▶ _Records for this exercise_:

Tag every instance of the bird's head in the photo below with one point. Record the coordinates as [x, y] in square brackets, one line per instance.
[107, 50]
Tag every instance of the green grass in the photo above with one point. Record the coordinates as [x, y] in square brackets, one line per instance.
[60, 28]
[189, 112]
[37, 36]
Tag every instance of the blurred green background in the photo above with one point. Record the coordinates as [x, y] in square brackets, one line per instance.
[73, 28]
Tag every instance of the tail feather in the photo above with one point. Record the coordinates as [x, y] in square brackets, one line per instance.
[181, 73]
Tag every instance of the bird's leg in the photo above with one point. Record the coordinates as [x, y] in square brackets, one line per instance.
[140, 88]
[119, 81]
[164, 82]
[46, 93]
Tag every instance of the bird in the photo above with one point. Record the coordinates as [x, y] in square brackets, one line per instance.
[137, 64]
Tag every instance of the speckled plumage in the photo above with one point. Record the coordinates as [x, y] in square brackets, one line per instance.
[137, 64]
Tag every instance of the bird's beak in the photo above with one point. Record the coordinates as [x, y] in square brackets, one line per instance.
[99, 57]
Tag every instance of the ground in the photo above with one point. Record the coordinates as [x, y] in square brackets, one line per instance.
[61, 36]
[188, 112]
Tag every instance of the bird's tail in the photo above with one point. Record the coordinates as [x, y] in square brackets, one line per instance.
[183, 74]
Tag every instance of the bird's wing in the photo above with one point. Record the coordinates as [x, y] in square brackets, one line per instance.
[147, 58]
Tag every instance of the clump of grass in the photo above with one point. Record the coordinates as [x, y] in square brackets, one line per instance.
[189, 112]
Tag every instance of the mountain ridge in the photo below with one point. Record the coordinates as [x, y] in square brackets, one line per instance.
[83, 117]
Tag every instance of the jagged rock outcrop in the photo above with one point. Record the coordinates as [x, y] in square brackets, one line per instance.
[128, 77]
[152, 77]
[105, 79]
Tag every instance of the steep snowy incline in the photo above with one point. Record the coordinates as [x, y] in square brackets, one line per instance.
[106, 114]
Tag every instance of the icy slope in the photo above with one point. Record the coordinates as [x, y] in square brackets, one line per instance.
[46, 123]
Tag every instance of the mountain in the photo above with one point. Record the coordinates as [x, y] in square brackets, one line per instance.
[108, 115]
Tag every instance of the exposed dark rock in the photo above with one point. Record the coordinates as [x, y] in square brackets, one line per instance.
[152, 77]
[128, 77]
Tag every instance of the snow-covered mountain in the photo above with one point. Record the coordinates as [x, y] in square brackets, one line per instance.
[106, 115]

▶ _What you have to do_: Copy the entries from the line with "Tag every instance of the mountain in" through the final line of the entries, substituting "bare" for "exposed" and leaving everything else the same.

▶ _Response to this task_:
Tag every instance of the mountain in the photo above with one point. Record the coordinates as [x, y] in square brackets, one line per instance.
[108, 115]
Tag every instance of the bare dark rock in the photo above with one point. Record the coordinates as [x, y] in square brackets, one line per instance.
[152, 77]
[128, 77]
Tag every instance of the snow-covered mountain in the photo above with one point. Record the coordinates as [x, y] in square brackets, one line per instance.
[106, 115]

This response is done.